Day 12

Thursday, December 8

Bernie Powell

If you’ve ever felt that life is a battle (Ps 27:4), that close relationships are broken (27:10), that a disease is an enemy that eats away at your body (27:2), or that you are the victim of vicious lies (27:12)? If you have, then this Psalm is for you. David’s remedy is a familiar Advent theme: wait on the Lord! (27:14)

“Waiting?”

Rummaging through the attic at age ten, I stumbled on a box of my parents’ World War II love letters. High school sweethearts, they had married on Dad’s Army leave just before he shipped out “for the duration.” Mom was one of those millions of women waiting for her soldier boy to come home. There was nothing passive about her waiting. Everything in her life centered around that expectation. She threw herself into the war effort, working in a defense factory. This was her heart and her passion. And the promises they made to each other about their anticipated reunion were astonishing to the youngster who had no business exploring that part of the attic.

==============================

* Requirement 1: In the devotional, where did the writer's mother work during the war?
* Requirement 2: List every Psalm 27 verse reference cited in the devotional.
* Requirement 3: Print the devotional text starting with "Rummaging through the" and going on through "of the attic.".

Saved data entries
==============================

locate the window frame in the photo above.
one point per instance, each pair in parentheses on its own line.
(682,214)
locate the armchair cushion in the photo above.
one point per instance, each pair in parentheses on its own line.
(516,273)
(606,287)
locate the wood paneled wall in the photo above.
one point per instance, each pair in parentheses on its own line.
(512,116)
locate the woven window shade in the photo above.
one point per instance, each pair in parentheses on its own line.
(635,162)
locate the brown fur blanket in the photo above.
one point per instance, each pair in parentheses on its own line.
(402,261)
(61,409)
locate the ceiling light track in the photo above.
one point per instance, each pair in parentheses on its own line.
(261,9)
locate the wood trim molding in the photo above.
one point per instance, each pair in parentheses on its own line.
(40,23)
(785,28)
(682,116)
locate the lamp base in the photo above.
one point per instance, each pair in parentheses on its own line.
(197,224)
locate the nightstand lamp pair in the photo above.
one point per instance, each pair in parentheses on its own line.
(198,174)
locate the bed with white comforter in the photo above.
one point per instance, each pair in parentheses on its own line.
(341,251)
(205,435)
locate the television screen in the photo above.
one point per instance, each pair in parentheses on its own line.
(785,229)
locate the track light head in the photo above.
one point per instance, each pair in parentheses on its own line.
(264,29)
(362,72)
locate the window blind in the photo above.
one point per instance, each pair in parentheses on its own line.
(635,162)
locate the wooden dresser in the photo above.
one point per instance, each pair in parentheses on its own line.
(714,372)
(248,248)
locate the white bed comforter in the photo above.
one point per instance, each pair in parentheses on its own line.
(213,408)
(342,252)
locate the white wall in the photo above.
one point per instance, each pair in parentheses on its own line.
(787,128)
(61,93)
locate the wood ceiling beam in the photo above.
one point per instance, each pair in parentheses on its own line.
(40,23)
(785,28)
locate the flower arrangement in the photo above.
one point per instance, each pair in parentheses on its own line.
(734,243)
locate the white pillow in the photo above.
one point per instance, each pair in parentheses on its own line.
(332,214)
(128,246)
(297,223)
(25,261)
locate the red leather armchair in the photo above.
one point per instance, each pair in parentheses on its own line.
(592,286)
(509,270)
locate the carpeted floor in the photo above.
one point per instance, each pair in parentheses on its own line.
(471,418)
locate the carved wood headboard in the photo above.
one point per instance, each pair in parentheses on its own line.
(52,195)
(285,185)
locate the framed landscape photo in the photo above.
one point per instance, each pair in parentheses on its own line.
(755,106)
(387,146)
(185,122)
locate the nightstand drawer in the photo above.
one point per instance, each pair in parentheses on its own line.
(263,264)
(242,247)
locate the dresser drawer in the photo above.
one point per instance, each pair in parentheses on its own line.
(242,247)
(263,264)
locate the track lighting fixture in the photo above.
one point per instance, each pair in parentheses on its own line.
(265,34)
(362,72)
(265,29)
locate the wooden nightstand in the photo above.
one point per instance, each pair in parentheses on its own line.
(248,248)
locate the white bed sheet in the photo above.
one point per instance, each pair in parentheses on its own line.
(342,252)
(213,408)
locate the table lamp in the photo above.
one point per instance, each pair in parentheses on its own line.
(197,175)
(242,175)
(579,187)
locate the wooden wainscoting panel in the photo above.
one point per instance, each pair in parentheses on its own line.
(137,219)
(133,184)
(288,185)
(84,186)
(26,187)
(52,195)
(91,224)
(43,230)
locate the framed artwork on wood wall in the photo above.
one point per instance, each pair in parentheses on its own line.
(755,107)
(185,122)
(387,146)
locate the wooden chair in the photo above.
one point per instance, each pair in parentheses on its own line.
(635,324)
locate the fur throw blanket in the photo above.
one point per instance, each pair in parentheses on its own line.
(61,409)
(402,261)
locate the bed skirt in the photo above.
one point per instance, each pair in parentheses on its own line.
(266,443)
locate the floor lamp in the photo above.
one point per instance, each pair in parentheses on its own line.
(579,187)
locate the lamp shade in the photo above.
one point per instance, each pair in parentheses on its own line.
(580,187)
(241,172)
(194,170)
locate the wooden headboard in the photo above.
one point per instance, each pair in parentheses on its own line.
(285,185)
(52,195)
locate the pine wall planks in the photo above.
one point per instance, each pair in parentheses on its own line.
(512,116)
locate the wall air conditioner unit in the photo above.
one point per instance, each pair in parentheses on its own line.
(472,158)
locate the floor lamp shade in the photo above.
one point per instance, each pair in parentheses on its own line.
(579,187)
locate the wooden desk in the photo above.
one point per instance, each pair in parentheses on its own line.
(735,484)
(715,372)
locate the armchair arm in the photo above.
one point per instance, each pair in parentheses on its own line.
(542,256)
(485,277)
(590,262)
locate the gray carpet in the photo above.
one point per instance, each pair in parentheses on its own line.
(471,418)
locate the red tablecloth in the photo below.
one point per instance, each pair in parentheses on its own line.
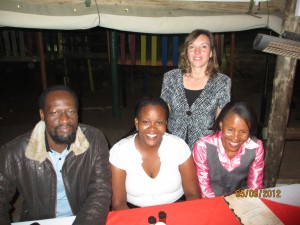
(288,214)
(203,211)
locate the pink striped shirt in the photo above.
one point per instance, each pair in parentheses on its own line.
(255,176)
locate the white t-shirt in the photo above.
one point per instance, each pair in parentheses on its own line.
(141,189)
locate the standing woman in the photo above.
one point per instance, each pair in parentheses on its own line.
(196,92)
(151,167)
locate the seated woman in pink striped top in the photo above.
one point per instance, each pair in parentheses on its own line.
(232,157)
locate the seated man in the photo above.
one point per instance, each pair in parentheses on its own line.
(60,168)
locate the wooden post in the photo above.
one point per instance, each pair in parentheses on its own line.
(42,59)
(114,74)
(280,105)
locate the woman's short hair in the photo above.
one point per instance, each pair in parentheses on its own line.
(244,110)
(184,63)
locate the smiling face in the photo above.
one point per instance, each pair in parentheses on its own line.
(151,125)
(61,119)
(199,52)
(235,132)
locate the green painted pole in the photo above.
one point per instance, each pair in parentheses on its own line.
(114,75)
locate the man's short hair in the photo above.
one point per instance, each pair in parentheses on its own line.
(45,93)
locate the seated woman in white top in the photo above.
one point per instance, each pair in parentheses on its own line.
(151,167)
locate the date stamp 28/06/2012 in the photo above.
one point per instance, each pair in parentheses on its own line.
(263,193)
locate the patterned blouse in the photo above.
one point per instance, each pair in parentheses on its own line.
(191,123)
(256,169)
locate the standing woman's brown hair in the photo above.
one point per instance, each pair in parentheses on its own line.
(184,63)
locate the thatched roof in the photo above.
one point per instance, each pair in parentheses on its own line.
(148,16)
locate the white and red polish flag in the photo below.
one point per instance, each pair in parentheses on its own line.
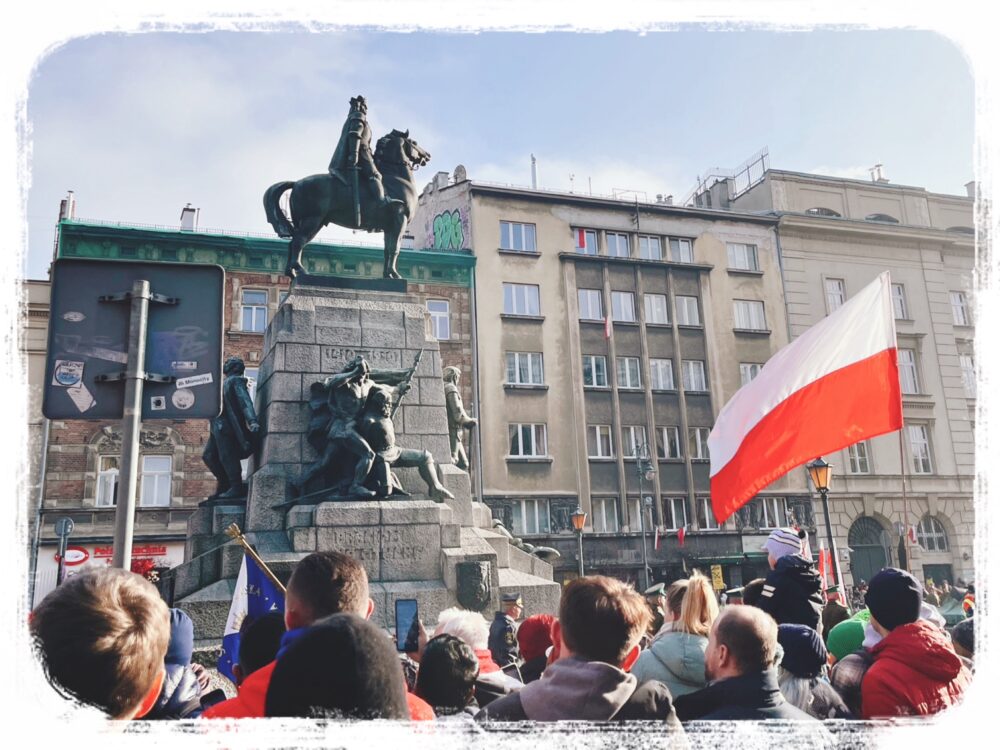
(835,385)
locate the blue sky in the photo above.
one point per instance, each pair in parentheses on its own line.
(138,125)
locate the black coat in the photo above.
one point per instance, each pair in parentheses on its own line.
(753,696)
(793,593)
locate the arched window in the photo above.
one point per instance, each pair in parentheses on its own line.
(931,535)
(884,218)
(822,211)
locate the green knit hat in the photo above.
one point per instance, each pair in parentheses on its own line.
(845,637)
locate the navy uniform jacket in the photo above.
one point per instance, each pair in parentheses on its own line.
(503,640)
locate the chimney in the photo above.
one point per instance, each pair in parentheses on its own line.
(189,218)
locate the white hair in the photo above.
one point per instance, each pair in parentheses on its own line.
(471,627)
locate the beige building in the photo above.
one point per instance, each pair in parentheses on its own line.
(603,326)
(835,236)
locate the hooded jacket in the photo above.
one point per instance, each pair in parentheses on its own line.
(916,672)
(677,660)
(792,593)
(573,689)
(753,696)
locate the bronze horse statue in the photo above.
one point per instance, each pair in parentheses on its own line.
(321,199)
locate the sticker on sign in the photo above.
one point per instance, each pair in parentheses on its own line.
(194,380)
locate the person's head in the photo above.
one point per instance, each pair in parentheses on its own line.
(675,598)
(260,639)
(894,598)
(782,542)
(448,672)
(753,591)
(471,627)
(743,640)
(325,583)
(699,607)
(963,638)
(534,636)
(342,667)
(102,637)
(601,619)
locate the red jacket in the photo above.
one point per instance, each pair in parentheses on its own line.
(249,702)
(916,672)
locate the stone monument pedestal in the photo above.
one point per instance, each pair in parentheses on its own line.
(411,547)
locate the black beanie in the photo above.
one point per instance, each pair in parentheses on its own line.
(343,667)
(894,598)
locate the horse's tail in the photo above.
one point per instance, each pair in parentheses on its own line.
(275,216)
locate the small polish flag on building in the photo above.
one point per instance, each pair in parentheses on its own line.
(835,385)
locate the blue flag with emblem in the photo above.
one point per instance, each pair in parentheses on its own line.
(255,595)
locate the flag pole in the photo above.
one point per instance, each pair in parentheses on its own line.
(233,532)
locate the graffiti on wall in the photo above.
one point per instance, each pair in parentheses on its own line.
(449,233)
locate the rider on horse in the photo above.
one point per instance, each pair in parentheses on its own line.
(354,154)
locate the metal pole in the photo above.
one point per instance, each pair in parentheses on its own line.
(131,423)
(829,535)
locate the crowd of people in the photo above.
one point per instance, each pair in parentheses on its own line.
(774,650)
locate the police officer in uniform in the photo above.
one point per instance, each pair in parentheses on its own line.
(503,630)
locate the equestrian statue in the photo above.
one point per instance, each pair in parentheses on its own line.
(360,190)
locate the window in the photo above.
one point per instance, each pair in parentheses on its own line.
(968,366)
(155,487)
(661,375)
(517,237)
(706,517)
(527,439)
(253,312)
(595,370)
(599,441)
(749,315)
(586,241)
(674,512)
(107,481)
(836,293)
(960,309)
(591,305)
(931,535)
(440,318)
(531,516)
(680,251)
(858,458)
(668,442)
(617,244)
(742,256)
(623,307)
(520,299)
(899,302)
(649,248)
(698,442)
(687,311)
(605,515)
(525,368)
(633,440)
(920,448)
(748,371)
(628,372)
(907,361)
(656,308)
(693,375)
(775,512)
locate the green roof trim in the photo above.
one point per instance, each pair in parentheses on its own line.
(253,254)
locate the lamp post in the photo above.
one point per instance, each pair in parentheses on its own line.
(579,519)
(644,467)
(821,472)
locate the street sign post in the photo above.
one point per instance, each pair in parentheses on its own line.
(165,345)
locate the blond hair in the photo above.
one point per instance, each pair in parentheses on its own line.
(698,607)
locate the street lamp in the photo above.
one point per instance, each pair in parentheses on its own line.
(579,519)
(644,467)
(821,472)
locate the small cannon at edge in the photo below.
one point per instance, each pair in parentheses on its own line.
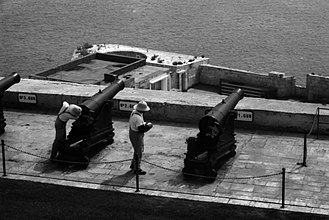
(5,84)
(215,140)
(94,128)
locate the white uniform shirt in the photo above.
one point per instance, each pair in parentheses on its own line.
(64,113)
(136,119)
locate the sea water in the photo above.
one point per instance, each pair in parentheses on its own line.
(290,36)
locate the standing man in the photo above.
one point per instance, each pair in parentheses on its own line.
(137,128)
(65,113)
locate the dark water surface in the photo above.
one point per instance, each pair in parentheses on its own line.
(290,36)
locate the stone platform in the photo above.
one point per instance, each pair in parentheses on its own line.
(252,178)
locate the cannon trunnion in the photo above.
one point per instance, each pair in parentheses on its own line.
(5,84)
(94,128)
(216,139)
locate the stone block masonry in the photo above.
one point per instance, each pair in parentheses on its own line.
(284,85)
(169,105)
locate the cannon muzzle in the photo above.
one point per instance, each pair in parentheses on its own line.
(221,110)
(8,81)
(94,128)
(94,103)
(215,140)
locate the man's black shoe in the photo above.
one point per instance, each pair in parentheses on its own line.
(140,172)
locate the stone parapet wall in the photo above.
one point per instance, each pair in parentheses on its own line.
(212,75)
(169,105)
(317,88)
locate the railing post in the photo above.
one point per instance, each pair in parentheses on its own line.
(305,151)
(3,157)
(283,186)
(136,168)
(317,122)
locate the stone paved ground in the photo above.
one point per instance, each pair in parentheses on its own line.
(252,178)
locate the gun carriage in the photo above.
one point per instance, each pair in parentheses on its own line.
(94,128)
(216,139)
(5,84)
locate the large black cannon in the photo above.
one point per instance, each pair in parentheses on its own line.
(216,139)
(94,128)
(6,83)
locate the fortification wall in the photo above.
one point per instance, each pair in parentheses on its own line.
(317,88)
(168,105)
(212,75)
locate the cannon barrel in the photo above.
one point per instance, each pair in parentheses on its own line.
(96,101)
(8,81)
(221,110)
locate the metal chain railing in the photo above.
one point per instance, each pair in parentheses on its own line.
(283,172)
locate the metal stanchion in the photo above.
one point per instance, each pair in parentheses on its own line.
(283,185)
(3,157)
(136,168)
(305,151)
(317,123)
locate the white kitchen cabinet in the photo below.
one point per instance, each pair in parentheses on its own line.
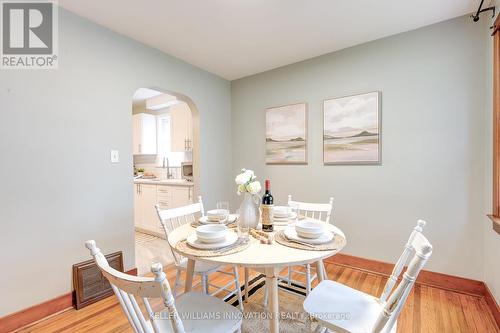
(144,134)
(181,128)
(181,196)
(138,222)
(146,196)
(145,216)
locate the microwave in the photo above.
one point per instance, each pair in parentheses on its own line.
(187,171)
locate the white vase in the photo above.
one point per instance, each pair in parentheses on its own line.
(249,211)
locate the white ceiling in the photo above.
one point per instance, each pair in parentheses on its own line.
(143,94)
(237,38)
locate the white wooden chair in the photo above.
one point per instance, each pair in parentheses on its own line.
(343,309)
(173,218)
(182,315)
(317,211)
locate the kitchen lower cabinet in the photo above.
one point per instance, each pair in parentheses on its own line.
(146,196)
(181,196)
(145,216)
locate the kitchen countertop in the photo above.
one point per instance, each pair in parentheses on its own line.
(170,182)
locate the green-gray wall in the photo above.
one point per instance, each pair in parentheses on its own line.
(491,241)
(433,130)
(56,131)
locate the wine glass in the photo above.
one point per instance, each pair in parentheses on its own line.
(294,209)
(223,208)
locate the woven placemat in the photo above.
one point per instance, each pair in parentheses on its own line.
(184,247)
(336,243)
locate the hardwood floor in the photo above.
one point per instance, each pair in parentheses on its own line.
(428,309)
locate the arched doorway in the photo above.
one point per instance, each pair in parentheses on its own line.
(165,127)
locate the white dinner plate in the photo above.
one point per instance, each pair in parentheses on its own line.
(326,237)
(230,219)
(192,240)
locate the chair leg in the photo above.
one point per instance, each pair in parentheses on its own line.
(289,276)
(246,283)
(204,283)
(319,329)
(308,279)
(266,294)
(237,285)
(177,282)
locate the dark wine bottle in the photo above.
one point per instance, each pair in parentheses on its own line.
(267,205)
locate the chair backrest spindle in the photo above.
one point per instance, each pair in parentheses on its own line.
(402,261)
(317,211)
(421,249)
(175,217)
(127,287)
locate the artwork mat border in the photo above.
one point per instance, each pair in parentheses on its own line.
(306,115)
(379,120)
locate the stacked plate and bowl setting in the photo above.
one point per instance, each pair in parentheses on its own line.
(213,232)
(211,237)
(309,231)
(218,216)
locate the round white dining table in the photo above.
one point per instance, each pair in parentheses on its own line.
(267,258)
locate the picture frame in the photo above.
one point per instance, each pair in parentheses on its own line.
(286,134)
(352,129)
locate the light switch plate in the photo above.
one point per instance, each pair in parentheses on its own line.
(115,156)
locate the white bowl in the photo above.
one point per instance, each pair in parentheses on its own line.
(310,228)
(217,214)
(211,233)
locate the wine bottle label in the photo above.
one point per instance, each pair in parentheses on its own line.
(267,222)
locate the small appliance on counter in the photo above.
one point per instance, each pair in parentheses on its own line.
(187,171)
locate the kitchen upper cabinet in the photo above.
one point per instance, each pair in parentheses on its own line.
(144,134)
(181,128)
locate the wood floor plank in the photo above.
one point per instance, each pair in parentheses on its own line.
(427,310)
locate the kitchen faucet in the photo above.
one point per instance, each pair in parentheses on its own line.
(169,173)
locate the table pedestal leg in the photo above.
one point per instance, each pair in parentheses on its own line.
(320,270)
(189,275)
(246,284)
(273,305)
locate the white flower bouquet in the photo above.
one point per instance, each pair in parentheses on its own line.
(247,182)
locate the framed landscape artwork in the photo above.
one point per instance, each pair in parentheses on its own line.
(286,134)
(351,129)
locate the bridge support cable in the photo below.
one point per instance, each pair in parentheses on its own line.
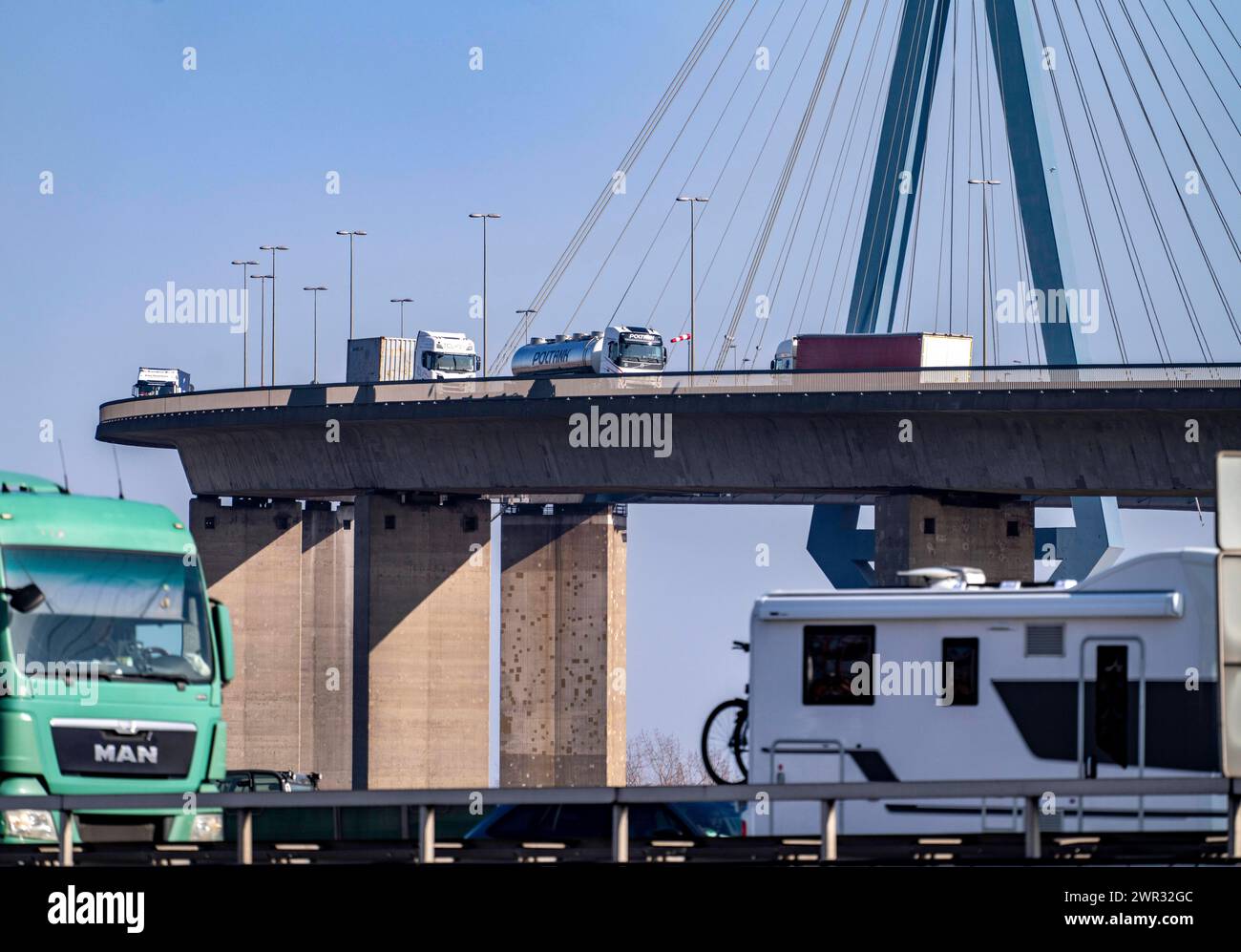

==============================

* Response 1: In a defense factory.

* Response 2: 27:4, 27:10, 27:2, 27:12, 27:14

* Response 3:
Rummaging through the attic at age ten, I stumbled on a box of my parents’ World War II love letters. High school sweethearts, they had married on Dad’s Army leave just before he shipped out “for the duration.” Mom was one of those millions of women waiting for her soldier boy to come home. There was nothing passive about her waiting. Everything in her life centered around that expectation. She threw herself into the war effort, working in a defense factory. This was her heart and her passion. And the promises they made to each other about their anticipated reunion were astonishing to the youngster who had no business exploring that part of the attic.